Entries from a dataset
>>>>>

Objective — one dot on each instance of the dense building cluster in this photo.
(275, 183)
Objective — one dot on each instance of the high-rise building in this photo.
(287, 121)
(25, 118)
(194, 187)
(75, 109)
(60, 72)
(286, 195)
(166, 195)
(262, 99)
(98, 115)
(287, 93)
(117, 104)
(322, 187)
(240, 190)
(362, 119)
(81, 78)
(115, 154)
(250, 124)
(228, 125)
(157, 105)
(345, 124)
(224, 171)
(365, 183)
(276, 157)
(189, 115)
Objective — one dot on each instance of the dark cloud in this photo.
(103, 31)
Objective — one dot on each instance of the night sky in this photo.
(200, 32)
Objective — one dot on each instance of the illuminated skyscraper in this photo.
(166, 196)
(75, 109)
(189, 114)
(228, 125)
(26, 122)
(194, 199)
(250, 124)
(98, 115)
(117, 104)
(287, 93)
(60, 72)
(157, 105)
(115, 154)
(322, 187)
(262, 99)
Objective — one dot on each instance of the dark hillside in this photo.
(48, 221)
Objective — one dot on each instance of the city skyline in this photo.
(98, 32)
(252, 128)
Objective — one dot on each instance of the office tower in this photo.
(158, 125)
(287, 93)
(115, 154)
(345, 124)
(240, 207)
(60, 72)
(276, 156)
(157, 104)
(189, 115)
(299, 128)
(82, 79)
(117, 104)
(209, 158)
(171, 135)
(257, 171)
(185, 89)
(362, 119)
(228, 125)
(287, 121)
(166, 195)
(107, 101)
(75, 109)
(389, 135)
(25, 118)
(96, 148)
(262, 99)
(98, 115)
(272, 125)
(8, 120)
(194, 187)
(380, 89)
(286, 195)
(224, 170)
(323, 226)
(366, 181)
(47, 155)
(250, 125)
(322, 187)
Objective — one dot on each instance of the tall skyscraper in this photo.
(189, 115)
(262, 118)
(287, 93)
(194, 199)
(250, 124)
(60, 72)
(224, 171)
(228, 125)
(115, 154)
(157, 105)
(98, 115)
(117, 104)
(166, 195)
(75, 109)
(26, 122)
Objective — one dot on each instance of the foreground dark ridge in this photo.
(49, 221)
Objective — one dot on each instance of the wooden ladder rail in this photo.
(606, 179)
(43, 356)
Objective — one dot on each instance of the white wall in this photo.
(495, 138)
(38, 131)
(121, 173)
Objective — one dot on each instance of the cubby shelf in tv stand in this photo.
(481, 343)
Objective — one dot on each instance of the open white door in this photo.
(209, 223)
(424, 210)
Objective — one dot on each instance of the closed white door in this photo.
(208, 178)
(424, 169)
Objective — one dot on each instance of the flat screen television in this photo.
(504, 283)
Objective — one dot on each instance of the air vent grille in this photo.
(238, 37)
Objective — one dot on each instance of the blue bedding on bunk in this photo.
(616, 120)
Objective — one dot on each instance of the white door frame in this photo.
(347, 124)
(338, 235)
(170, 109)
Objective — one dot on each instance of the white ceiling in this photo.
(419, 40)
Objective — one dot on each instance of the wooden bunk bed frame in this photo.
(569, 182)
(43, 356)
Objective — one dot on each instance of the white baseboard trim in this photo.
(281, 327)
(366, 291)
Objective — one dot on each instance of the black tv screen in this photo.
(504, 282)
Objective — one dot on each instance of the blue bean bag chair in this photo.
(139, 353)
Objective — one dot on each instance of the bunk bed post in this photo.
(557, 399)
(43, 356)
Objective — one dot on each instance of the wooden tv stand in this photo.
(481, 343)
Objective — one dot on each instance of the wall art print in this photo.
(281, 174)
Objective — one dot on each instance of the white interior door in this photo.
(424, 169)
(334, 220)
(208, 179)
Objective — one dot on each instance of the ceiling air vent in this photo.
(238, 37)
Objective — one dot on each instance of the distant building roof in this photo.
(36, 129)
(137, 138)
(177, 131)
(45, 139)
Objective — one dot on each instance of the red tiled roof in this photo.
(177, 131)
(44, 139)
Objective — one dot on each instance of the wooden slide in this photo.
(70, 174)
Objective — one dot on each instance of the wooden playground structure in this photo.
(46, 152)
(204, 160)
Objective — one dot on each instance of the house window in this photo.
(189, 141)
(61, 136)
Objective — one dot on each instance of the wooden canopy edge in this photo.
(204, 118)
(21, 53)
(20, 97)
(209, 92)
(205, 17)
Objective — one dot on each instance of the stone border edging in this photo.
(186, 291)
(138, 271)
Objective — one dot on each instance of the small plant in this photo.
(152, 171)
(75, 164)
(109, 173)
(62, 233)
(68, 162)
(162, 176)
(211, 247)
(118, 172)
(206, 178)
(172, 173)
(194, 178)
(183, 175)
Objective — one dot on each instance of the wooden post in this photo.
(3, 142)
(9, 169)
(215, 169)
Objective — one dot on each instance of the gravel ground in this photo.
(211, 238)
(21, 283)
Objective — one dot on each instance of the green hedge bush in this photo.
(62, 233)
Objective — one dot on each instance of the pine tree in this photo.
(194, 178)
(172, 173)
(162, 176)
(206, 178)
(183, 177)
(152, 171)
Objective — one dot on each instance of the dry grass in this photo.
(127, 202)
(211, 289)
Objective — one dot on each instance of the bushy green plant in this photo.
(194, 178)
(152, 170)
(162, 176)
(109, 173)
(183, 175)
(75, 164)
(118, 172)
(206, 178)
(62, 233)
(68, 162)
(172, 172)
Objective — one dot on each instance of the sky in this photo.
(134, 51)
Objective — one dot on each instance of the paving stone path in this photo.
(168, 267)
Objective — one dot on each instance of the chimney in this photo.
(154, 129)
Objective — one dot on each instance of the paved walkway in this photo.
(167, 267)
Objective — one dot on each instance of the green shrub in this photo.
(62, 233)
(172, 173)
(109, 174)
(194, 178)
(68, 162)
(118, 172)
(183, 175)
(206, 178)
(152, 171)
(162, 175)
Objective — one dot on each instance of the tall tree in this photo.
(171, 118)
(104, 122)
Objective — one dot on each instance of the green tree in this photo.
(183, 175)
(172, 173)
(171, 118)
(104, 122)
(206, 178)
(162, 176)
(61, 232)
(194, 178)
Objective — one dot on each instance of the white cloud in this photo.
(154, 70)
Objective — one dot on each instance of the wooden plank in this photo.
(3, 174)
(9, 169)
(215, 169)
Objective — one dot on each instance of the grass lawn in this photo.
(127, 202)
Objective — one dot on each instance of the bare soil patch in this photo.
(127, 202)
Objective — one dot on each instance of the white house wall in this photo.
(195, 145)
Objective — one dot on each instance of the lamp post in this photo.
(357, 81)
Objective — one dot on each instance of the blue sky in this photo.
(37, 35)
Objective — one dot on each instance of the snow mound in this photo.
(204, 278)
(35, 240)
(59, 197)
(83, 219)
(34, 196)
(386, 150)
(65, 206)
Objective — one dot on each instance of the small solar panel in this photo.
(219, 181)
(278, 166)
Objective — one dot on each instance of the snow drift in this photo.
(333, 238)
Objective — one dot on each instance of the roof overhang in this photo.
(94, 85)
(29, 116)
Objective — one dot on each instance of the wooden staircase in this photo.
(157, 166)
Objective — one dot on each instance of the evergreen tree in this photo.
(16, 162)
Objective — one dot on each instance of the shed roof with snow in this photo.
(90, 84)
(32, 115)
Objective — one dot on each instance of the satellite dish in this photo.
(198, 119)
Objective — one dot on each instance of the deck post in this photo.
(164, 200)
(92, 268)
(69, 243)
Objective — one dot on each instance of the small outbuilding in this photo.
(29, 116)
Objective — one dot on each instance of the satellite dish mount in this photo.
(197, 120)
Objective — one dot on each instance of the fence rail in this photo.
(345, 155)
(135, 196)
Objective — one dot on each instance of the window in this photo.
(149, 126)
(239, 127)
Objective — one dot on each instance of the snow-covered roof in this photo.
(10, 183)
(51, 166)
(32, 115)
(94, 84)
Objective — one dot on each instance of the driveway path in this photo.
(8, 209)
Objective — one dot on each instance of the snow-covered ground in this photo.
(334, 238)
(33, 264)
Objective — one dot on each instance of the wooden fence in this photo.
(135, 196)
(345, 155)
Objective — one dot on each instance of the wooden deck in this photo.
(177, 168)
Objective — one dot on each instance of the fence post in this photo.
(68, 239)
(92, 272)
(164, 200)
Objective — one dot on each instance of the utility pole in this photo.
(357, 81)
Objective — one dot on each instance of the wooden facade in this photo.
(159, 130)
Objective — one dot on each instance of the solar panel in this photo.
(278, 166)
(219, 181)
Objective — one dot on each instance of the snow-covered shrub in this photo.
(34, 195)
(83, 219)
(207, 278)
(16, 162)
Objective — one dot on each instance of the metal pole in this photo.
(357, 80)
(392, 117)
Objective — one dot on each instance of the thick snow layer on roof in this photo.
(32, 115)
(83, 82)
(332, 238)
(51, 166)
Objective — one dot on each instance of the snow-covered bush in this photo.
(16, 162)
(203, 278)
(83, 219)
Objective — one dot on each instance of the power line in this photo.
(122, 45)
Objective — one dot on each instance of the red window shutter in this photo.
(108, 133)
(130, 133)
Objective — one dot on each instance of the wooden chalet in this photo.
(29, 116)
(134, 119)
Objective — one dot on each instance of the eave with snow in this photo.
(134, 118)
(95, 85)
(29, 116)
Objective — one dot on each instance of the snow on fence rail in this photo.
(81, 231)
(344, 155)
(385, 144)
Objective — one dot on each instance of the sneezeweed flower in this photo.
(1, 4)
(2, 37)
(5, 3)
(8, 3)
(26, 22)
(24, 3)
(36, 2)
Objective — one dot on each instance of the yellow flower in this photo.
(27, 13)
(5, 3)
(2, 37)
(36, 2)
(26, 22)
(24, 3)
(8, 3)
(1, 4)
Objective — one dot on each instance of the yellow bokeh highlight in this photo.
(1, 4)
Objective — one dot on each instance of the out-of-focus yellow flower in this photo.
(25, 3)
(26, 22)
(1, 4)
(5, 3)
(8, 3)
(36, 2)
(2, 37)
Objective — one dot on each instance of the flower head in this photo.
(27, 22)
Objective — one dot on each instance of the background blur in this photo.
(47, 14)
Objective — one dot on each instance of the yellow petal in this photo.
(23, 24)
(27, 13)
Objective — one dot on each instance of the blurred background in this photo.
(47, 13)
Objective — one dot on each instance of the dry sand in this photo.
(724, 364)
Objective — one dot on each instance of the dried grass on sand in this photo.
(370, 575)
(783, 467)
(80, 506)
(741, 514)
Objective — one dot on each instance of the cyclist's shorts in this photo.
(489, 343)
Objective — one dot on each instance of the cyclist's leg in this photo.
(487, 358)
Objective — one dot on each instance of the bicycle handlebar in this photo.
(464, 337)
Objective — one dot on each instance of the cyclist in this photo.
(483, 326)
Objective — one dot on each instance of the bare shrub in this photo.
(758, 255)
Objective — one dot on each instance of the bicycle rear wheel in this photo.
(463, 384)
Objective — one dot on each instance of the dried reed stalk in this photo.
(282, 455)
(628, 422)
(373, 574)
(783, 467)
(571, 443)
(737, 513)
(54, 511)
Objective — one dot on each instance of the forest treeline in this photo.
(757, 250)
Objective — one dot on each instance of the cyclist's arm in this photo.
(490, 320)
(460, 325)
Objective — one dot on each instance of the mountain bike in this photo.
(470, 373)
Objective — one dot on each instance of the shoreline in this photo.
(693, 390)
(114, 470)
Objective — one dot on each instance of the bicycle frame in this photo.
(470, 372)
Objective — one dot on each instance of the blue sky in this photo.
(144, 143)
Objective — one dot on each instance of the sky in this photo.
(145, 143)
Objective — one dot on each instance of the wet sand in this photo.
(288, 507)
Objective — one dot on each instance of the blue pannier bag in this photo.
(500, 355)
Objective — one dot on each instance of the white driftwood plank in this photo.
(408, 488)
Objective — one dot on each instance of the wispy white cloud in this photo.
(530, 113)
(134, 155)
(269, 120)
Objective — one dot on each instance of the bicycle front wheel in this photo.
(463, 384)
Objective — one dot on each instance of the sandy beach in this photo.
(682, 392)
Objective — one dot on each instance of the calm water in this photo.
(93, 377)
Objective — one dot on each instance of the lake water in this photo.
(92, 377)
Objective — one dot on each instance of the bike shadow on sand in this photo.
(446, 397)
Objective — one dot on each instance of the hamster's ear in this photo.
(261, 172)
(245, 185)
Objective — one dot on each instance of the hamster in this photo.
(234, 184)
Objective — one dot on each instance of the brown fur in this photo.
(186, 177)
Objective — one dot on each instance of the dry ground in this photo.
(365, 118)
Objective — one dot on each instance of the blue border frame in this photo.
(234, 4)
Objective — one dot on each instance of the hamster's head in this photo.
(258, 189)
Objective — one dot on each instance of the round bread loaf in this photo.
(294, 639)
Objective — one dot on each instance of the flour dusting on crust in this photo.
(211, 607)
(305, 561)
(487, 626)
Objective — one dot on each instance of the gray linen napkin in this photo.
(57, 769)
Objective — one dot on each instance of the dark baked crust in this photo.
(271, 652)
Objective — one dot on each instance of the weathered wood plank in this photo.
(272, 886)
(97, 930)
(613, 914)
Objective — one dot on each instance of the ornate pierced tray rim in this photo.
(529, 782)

<<<<<

WHAT TO PRODUCE
Reproduce only the lines running from the one with "Objective — one dot on each instance of the dry ground" through the final line of the listing above, both ends included.

TASK OUTPUT
Objective — one dot on each instance of the dry ground in this photo.
(365, 118)
Objective — one dot on each instance of the blue border frame in this photo.
(234, 4)
Objective — one dot on each instance of the hamster's head in this photo.
(258, 189)
Objective — one dot on each instance of the round bread loaf in this photo.
(294, 639)
Objective — one dot on each instance of the flour dusting on crust in this photo.
(211, 607)
(305, 561)
(487, 626)
Objective — one dot on each instance of the gray linen napkin in this photo.
(57, 769)
Objective — one dot on each instance of the dark baked crust in this photo.
(271, 652)
Objective — one dot on each instance of the weathered wood plank in this photo.
(272, 886)
(97, 930)
(613, 914)
Objective — one dot on each instance of the ornate pierced tray rim in this photo.
(529, 782)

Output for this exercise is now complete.